All lines from the one containing "Put a point on every instance of the blue" through the final line of the entries are to be written out verbatim; no other line is to be included.
═══ INFORMATION SHOWN
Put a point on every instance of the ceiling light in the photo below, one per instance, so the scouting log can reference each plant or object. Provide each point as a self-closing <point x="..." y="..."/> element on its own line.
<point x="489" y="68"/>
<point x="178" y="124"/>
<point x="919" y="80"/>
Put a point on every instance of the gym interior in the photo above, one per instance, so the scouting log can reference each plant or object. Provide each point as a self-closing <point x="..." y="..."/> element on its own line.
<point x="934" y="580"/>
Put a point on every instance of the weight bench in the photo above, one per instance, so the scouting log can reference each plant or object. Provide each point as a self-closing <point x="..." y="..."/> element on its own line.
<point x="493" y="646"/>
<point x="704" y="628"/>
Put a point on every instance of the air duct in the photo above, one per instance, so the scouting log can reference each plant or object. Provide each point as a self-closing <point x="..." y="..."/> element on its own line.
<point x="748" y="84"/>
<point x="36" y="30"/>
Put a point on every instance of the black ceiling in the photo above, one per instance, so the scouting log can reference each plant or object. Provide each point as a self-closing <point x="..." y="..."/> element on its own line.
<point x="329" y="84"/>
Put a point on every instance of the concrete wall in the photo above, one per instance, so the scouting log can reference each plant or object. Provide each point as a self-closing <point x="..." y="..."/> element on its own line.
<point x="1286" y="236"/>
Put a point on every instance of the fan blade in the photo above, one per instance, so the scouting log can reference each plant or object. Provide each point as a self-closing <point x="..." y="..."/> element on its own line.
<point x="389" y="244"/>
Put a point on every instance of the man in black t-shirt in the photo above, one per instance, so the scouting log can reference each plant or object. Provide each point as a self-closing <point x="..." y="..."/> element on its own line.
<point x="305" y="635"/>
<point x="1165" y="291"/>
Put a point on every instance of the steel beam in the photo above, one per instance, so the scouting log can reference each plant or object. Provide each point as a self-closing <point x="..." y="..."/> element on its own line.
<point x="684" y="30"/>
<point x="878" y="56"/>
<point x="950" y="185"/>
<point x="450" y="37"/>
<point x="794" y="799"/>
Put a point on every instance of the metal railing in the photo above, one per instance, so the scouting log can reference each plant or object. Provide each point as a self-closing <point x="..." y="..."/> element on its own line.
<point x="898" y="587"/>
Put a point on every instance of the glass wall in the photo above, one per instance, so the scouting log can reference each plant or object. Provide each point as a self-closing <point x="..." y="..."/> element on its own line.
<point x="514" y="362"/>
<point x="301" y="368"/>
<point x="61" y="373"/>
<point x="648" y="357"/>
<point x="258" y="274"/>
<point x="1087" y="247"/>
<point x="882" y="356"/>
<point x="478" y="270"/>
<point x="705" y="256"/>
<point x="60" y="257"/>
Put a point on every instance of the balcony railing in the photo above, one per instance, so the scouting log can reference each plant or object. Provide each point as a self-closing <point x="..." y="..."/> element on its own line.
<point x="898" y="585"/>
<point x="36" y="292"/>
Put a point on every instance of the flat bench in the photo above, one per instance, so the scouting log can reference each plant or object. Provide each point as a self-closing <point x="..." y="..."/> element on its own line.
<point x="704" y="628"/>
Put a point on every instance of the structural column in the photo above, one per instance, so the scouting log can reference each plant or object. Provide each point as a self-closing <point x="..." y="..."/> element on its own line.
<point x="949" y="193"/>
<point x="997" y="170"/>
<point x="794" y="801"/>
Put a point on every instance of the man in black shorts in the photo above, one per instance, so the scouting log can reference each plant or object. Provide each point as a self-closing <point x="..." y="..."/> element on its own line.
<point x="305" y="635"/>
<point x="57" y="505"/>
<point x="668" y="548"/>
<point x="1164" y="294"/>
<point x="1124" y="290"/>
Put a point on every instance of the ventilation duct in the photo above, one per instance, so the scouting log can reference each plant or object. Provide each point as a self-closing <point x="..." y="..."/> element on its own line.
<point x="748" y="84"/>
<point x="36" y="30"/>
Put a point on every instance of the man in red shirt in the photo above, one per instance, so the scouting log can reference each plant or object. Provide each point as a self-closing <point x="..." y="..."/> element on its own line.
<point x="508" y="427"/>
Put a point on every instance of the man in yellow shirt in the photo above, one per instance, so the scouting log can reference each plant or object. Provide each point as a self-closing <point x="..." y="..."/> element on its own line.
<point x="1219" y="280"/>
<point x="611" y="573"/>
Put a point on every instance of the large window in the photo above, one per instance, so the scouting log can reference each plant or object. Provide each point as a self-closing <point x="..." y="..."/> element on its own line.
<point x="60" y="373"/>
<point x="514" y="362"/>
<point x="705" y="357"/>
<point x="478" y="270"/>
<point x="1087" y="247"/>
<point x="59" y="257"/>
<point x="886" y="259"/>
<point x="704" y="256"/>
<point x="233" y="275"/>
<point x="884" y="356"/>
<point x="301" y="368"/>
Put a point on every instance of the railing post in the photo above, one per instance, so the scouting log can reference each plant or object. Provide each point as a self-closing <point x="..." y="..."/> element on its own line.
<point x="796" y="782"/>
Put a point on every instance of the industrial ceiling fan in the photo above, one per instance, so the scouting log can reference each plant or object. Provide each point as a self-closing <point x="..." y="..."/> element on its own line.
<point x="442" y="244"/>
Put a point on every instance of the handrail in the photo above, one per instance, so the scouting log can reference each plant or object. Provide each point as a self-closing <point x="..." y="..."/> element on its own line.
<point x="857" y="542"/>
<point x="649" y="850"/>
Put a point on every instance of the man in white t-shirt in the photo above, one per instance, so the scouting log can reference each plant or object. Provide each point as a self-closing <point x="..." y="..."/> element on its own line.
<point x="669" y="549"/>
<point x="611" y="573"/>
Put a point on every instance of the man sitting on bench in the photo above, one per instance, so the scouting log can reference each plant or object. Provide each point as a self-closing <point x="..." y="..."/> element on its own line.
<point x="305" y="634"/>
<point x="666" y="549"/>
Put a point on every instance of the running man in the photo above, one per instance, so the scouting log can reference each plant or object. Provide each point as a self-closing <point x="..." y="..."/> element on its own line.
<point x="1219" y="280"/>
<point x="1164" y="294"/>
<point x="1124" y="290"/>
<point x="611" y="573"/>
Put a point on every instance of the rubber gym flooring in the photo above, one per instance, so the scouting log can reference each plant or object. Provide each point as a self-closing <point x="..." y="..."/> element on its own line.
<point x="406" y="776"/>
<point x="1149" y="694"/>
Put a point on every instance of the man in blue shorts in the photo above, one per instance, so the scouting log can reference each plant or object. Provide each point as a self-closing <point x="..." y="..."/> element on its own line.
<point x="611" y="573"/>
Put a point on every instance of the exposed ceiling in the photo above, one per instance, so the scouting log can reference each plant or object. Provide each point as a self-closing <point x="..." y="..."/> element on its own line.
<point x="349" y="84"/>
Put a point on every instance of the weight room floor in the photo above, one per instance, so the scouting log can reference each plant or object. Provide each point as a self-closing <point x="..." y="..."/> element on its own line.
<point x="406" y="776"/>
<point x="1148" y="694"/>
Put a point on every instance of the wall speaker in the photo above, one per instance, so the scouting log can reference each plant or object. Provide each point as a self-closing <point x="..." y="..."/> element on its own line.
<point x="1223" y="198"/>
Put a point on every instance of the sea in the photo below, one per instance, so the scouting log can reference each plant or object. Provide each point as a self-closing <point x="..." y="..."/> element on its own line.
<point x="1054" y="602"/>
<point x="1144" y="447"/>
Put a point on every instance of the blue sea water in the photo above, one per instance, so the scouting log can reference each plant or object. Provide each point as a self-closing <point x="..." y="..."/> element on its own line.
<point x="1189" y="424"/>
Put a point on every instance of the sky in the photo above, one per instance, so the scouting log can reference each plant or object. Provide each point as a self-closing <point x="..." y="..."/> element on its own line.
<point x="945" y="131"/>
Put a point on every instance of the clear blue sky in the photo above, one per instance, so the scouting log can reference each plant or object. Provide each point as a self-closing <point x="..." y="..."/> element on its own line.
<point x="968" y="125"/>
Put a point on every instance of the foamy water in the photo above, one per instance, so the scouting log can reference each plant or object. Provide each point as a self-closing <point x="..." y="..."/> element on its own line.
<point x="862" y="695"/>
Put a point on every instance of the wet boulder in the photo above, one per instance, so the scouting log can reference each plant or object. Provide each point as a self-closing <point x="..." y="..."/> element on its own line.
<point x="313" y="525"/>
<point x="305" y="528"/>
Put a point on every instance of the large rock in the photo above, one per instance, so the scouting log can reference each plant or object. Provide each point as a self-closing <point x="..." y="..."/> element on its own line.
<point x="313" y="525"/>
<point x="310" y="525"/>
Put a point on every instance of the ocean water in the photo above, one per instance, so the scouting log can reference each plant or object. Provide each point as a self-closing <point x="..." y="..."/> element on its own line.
══════
▸ EXPECTED ANSWER:
Put a point on every instance of the blue sea water in the photo above, one per instance, so the scouting log can reference each plant or object. Provide each point as a self-closing <point x="..." y="..."/> element on its own line.
<point x="1189" y="424"/>
Put a point on every instance of the sky in the photo above, one per instance, so the scouting log can reference each plant or object. Provide each point as a self-closing <point x="..." y="..."/> element on its own line.
<point x="945" y="131"/>
Put a point on every instance of the clear blue sky in the photo above, one per instance, so the scouting log can reference each plant or object. Provide each point as a self-closing <point x="..." y="..."/> element on its own line.
<point x="968" y="125"/>
Put a point on every instance of the foamy water in the photo above, one per instance, so the scouting log can reference each plant or object. Provide each point as a self-closing <point x="..." y="..."/> element on its own line.
<point x="862" y="695"/>
Put a point on every instance of the wet boulder in the photo above, one per instance, so the scouting log can reference each plant or object. Provide each point as a self-closing <point x="..." y="..."/> element on its own line.
<point x="313" y="525"/>
<point x="305" y="528"/>
Put a point on every instance of the large rock in the photo above, one per instance, so the scouting log can reference each plant or object. Provide each point as a self-closing <point x="..." y="..."/> element on its own line.
<point x="313" y="525"/>
<point x="310" y="525"/>
Put a point on every instance of the ocean water in the photo above, one per instance, so the scouting log can reference each plant or object. Provide each point as a self-closing <point x="..." y="..."/> element on its own line.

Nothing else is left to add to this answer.